__WHAT NEEDS TO BE DONE__
Which lines in the material below contain the string "head"? Copy each one, treating uppercase and lowercase as different.

__DATA TO USE__
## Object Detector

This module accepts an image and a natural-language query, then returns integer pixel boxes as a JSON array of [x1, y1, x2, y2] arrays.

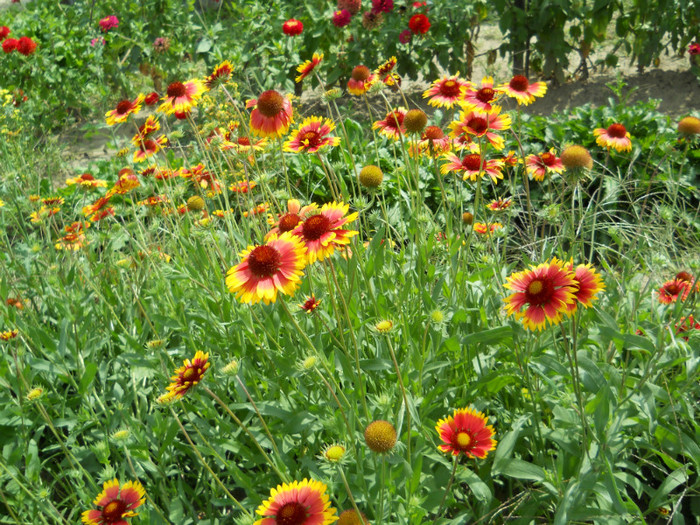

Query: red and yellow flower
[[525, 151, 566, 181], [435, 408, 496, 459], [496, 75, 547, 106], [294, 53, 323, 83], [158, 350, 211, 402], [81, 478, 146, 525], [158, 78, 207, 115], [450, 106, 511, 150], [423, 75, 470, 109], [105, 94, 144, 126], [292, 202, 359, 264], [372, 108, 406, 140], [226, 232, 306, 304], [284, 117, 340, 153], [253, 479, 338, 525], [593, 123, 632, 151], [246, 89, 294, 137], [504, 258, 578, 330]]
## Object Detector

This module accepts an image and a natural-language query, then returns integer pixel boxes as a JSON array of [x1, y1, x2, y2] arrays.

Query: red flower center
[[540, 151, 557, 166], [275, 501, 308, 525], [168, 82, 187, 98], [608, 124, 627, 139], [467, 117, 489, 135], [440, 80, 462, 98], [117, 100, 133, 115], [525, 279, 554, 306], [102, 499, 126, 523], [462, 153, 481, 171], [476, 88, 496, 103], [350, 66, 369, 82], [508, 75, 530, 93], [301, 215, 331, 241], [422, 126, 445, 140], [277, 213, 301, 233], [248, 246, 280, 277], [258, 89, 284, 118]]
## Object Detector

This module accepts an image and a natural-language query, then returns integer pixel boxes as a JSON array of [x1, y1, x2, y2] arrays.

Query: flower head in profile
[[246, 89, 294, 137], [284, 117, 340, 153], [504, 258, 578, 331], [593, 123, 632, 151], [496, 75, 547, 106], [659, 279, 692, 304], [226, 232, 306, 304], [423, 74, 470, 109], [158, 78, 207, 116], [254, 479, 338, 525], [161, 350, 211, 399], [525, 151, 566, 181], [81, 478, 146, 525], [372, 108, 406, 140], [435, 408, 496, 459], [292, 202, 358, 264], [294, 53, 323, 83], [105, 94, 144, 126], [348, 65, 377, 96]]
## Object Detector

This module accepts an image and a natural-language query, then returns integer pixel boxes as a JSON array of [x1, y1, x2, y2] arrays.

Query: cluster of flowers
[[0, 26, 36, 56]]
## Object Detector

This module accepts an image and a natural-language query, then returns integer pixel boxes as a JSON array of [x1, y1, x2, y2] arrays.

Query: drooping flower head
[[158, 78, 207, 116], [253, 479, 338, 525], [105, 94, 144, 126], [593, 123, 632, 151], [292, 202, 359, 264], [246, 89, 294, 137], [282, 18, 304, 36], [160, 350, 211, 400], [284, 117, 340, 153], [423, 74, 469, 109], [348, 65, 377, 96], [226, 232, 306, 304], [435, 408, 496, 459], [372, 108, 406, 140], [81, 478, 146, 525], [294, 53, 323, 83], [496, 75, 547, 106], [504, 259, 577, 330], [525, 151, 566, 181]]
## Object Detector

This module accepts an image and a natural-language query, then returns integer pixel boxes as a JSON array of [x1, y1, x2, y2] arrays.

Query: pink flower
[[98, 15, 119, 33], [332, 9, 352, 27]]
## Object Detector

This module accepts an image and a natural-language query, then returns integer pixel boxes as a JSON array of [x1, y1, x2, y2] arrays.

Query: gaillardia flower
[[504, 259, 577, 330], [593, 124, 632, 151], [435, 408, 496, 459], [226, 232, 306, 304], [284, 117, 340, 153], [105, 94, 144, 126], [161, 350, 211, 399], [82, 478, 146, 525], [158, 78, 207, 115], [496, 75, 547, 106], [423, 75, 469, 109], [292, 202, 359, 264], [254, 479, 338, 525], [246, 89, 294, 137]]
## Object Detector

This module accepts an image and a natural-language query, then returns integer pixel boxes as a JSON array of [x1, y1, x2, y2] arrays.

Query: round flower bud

__THE OUTPUT__
Query: flower head in profile
Query: drooping flower head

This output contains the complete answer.